Document =
▬▬▬▬▬▬
SENATOR AANESTAAD: PIMP MY HOA!
75,257 HOAATM Members Want Senator Aanestaad to Get this Message: Stop Messing With Our Property Rights!!!
by Donie Vanitzian, J.D., Arbitrator
(c)2007 Vanitzian
June 18, 2007
Senate Bill No. 528 should really be called "How The California Legislature Takes Property Away Piecemeal Without The Guilt of Eminent Domain."
Senate Bill No. 528, does just that, it pimp’s every homeowner association in California by disenfranchising titleholders who pay for the fraud being perpetrated on us right now by our legislature.
Senate Bill No. 528 nullifies Civil Code Section 1363.05, the Common Interest Development Open Meeting Act. This Senate Bill all but voids what little protections titleholders in these orsaken hell holes called homeowner associations ("Assoc" for short).
Senate Bill No. 528 unilaterally disenfranchises the physically challenged; anyone who owns property but live elsewhere; anyone who travels; anyone who takes vacations; anyone with a job or with a busy schedule; anyone who has to prepare documentation prior to the meeting; and anyone who wants to protect their assets by attending an association board of directors meeting.
▬▬▬▬▬▬
Entries shown =
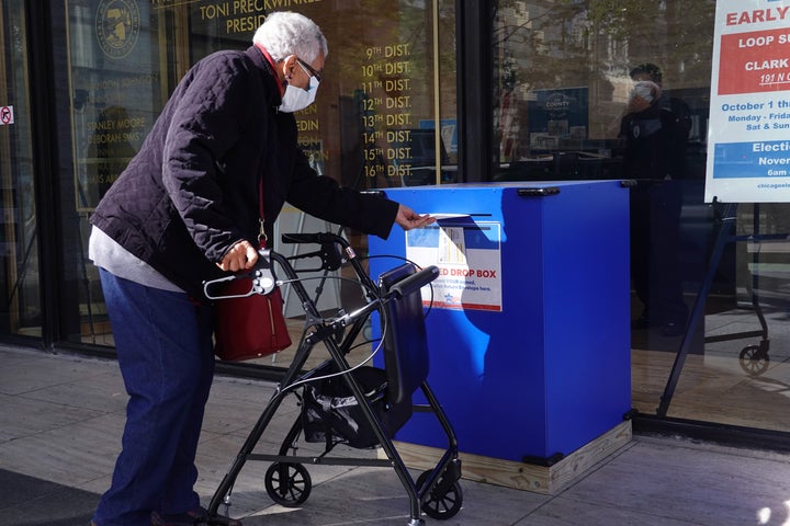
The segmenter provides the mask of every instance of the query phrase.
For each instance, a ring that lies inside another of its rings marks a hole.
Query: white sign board
[[[706,203],[790,202],[790,0],[718,0]]]
[[[439,267],[439,277],[422,287],[425,305],[503,310],[499,222],[455,222],[448,215],[435,225],[406,232],[406,258],[421,267]]]

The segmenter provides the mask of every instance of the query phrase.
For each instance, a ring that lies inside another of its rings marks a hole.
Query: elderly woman
[[[314,101],[328,53],[314,22],[272,13],[252,42],[187,73],[91,218],[90,256],[129,395],[93,526],[191,525],[204,513],[194,458],[214,357],[202,283],[256,263],[259,195],[269,237],[285,201],[383,238],[395,222],[433,221],[309,168],[293,112]]]

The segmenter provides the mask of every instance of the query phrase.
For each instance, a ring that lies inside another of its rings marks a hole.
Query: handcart
[[[463,502],[459,484],[461,460],[452,425],[427,382],[429,361],[420,295],[420,288],[438,276],[438,268],[418,270],[411,263],[402,263],[374,283],[349,242],[340,236],[298,233],[283,235],[282,239],[285,243],[316,244],[318,250],[292,258],[261,250],[256,267],[237,277],[252,277],[251,294],[269,294],[276,286],[291,284],[304,307],[304,332],[282,381],[212,498],[207,516],[196,524],[225,524],[217,511],[228,503],[234,483],[248,460],[272,462],[266,472],[264,485],[269,496],[283,506],[298,506],[309,496],[312,481],[305,465],[373,466],[395,469],[409,499],[407,525],[424,525],[421,513],[437,519],[454,516]],[[350,264],[354,281],[365,293],[362,307],[351,312],[340,309],[328,318],[323,316],[291,264],[292,260],[304,256],[318,258],[325,276],[341,264]],[[285,279],[278,278],[275,266]],[[213,295],[213,287],[218,282],[207,282],[205,290],[210,298],[222,300]],[[366,366],[364,362],[352,367],[347,355],[375,313],[382,336],[371,345],[383,354],[384,367]],[[323,344],[330,357],[305,371],[305,363],[317,344]],[[421,390],[427,404],[414,404],[413,393],[417,389]],[[289,396],[296,397],[301,404],[300,416],[285,434],[276,454],[256,453],[278,408]],[[392,439],[413,411],[432,412],[448,438],[447,450],[439,462],[416,481]],[[324,444],[324,451],[298,456],[301,441]],[[360,449],[380,447],[386,458],[381,455],[377,458],[330,455],[341,444]]]

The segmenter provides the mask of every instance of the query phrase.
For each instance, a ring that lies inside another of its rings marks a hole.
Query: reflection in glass
[[[0,327],[7,334],[42,335],[38,228],[33,181],[33,134],[27,89],[25,8],[0,7]]]
[[[667,322],[686,322],[713,273],[704,327],[688,334],[691,353],[668,415],[790,431],[779,416],[790,410],[787,240],[731,243],[708,267],[722,219],[721,208],[703,203],[714,10],[712,0],[497,1],[494,179],[639,180],[630,226],[632,277],[641,282],[632,298],[634,407],[656,412],[685,335]],[[645,64],[661,79],[632,78]],[[677,142],[647,140],[656,119],[631,106],[640,80],[658,83],[656,118],[662,134],[680,128]],[[662,122],[667,115],[672,122]],[[782,238],[787,217],[788,204],[741,204],[737,233]],[[678,279],[678,320],[644,310],[643,300],[657,304]]]

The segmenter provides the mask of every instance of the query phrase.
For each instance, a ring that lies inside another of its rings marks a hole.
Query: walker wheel
[[[749,345],[741,351],[741,368],[751,376],[759,376],[768,369],[770,358],[760,345]]]
[[[313,489],[307,468],[301,464],[274,462],[266,472],[264,483],[271,500],[285,507],[296,507]]]
[[[417,479],[417,488],[422,488],[422,484],[431,471],[425,471]],[[444,476],[445,472],[439,476],[439,480],[433,484],[433,488],[422,499],[422,511],[426,515],[431,518],[439,521],[445,521],[450,517],[454,517],[458,512],[461,511],[461,504],[463,503],[463,492],[461,491],[461,484],[458,480],[454,480],[452,485],[444,489]]]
▬▬▬▬▬▬
Exercise details = Continue the commentary on Senate Bill No. 528 from the point where it stops, in the same voice and argument.

The output =
Senate Bill No. 528 elevates the status of third party vendors by injecting vendors into the shoes and/or positions of board directors by giving them an equal footing at Open Meetings. These third party vendors are EMPLOYEES of the association, just like the vendors who clean out the sewers, plant the plants, spread fertilizer, clean out the plumbing -- legally a management company is no different than any other third party VENDOR. ALL third party vendors, management companies included, have a vested interest in their CONTRACTS and PAYCHECKS and getting PAID.
Titleholders have a VESTED INTEREST IN OUR PROPERTY that we PAID MONEY FOR. IT IS OUR MONEY THAT PAYS THOSE CONTRACTS!
SENATE BILL NO. 528 STATES:
"The act also requires that notice of the time and place of a meeting be given to members at least four (4) days prior to the meeting, except in the case of an emergency meeting, as described."
SENATE BILL NO. 528 DOES NOT TELL YOU:
Say what? Listen up kiddies, "just because the [Davis-Stupid] Act says it’s so, doesn’t make it so!"
That the initial "FOUR" day notice was meant for developers NOT for association boards of directors. The reason it was only 4-days, was because the units were sold very slowly and they were sold as the others continued to be built AND even if "many" units were sold, the developer kept control of the development because he was still receiving state subsidies and wanted and needed to CONTROL THE MONEY -- AND -- control the board because the common interest development had not yet been turned over to the owners pursuant to the California laws! That meant, the only people the developer really had to give notice to, (a) was himself; and (b) his crew or investors that SAT on HIS board. In THAT situation, 4 days might have been acceptable. I said: MIGHT.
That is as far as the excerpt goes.